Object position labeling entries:

________

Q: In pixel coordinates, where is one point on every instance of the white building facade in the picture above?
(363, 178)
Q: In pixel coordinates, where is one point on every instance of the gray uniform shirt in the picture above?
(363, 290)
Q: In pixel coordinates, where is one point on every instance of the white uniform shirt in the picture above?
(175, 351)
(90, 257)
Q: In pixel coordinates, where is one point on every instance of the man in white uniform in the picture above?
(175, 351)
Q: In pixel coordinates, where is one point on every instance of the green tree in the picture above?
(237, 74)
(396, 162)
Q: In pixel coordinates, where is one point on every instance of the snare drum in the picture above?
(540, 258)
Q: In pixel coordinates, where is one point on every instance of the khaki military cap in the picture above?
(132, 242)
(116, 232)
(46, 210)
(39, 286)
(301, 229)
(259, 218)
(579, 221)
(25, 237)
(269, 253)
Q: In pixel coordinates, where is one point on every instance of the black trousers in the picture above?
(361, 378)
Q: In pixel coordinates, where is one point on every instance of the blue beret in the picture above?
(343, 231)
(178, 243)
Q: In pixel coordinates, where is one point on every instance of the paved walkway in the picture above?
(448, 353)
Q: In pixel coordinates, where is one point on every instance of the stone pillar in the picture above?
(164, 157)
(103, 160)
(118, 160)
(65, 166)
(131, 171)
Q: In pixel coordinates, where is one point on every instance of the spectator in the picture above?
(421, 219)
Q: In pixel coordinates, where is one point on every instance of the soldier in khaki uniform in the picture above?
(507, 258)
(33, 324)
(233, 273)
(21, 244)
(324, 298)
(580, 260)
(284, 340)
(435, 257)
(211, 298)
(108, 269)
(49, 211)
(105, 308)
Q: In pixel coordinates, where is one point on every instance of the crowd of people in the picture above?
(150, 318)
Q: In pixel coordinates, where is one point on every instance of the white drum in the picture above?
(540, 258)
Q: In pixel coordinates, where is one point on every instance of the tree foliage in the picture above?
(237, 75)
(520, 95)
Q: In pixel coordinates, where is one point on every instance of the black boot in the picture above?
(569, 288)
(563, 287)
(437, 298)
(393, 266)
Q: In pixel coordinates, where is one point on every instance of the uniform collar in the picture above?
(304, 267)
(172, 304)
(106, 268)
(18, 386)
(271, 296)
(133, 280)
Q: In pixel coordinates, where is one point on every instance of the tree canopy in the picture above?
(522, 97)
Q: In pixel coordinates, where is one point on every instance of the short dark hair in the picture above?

________

(Goal of the exercise):
Shift every coordinate up by 28: write out the entries again, starting at the line containing "people in the picture above?" and ending at the last line of the entries, with the requests included and 28 added to each number in the coordinates.

(Solution to this task):
Q: In pixel coordinates, where is one point on every instance of the crowd of people in the picture above?
(178, 346)
Q: In pixel coordinates, where is one point on every instance of the white drum in the picture above?
(568, 286)
Q: In pixel coordinates, where is one point on every instance of the tree foliage in the picture above?
(265, 103)
(548, 123)
Q: In pixel coordinates, where is one point on every instance of the black boot in the picture above?
(597, 316)
(591, 315)
(465, 326)
(421, 294)
Q: In pixel coordinates, where is one point on every instance of the uniform collar in the picture above?
(332, 295)
(200, 332)
(134, 296)
(46, 414)
(299, 324)
(161, 308)
Q: In pixel coordinates, where is one point on every instance of the tree canopy in the picture above?
(550, 125)
Q: In pixel coordinates, where is one point on every instance of the short dark hair in the picture above?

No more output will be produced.